**Task to carry out:**
Can you reproduce only the part of the records that opens with the line containing "Identify each instance of the metal" and closes with the line containing "(1181, 295)", both ends included? Keep the requests as they are, and multiply every point coordinate in the answers by 0.8, rounding to whole numbers with halves rounded up.

**Raw records:**
____

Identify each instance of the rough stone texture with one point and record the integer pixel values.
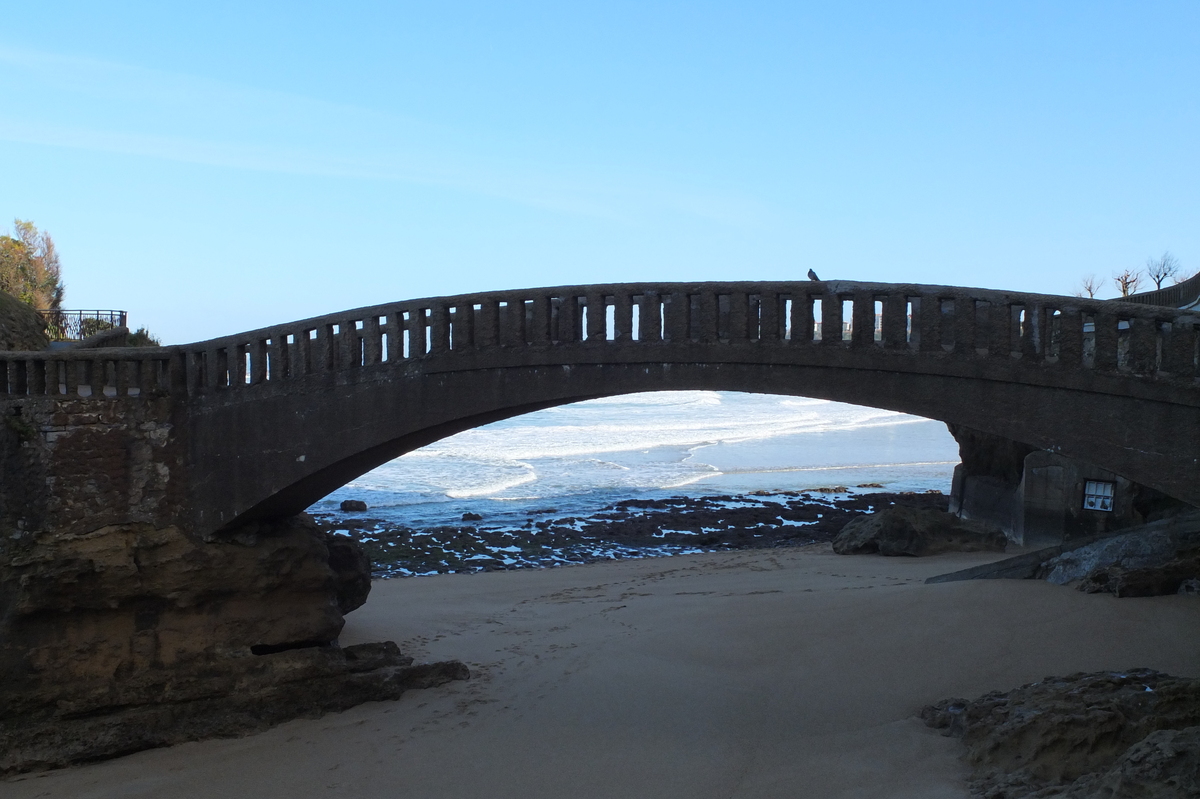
(916, 532)
(240, 696)
(22, 326)
(1156, 581)
(1149, 562)
(1072, 736)
(85, 613)
(1165, 764)
(1138, 550)
(352, 570)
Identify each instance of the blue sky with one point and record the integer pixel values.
(234, 164)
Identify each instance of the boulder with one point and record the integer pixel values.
(1151, 562)
(22, 326)
(1077, 736)
(246, 695)
(1150, 581)
(352, 570)
(1139, 550)
(916, 532)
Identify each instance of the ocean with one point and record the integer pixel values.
(579, 458)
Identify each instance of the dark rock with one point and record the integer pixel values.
(916, 532)
(1080, 734)
(1164, 764)
(352, 569)
(1152, 581)
(239, 696)
(22, 326)
(1135, 550)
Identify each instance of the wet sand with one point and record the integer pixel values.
(787, 672)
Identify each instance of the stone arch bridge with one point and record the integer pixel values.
(262, 424)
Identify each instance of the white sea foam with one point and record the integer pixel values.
(589, 454)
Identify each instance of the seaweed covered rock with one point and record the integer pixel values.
(1103, 734)
(916, 532)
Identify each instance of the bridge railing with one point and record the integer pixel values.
(120, 372)
(1053, 332)
(1182, 294)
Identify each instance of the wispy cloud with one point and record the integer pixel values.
(103, 107)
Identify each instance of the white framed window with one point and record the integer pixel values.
(1098, 494)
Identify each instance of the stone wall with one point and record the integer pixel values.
(112, 606)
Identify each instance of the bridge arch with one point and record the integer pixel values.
(282, 416)
(270, 420)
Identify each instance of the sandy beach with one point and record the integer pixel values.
(787, 672)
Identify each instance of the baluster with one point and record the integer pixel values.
(965, 325)
(121, 376)
(539, 324)
(709, 317)
(147, 377)
(1107, 338)
(1180, 349)
(676, 312)
(802, 318)
(418, 323)
(275, 349)
(739, 317)
(651, 319)
(210, 368)
(372, 341)
(1143, 355)
(17, 379)
(568, 319)
(929, 324)
(258, 360)
(439, 329)
(1000, 334)
(831, 319)
(623, 317)
(1035, 332)
(1071, 337)
(487, 332)
(768, 308)
(598, 313)
(862, 319)
(463, 326)
(895, 322)
(35, 376)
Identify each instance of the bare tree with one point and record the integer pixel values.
(1127, 281)
(29, 266)
(1089, 286)
(1159, 269)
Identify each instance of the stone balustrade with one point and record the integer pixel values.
(1055, 332)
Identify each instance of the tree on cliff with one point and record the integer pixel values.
(29, 266)
(1159, 269)
(1127, 281)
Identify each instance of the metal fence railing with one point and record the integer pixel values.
(76, 325)
(1181, 295)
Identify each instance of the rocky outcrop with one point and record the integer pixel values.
(22, 328)
(352, 571)
(133, 636)
(1105, 734)
(915, 532)
(239, 696)
(1150, 562)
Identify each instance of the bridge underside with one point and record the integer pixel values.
(280, 454)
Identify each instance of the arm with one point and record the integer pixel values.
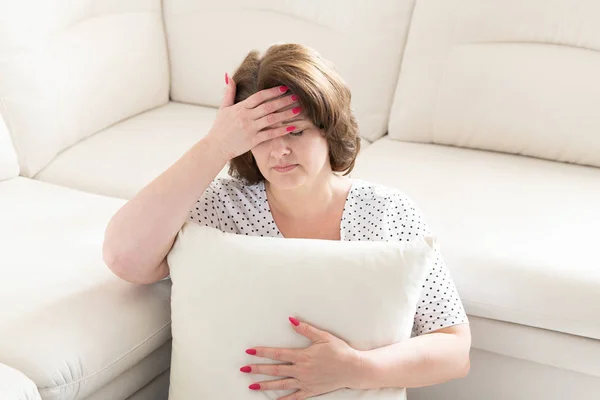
(140, 235)
(423, 360)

____

**The result:**
Identify each instance of the metal fence railing with one point and record the integer pixel values.
(61, 260)
(945, 236)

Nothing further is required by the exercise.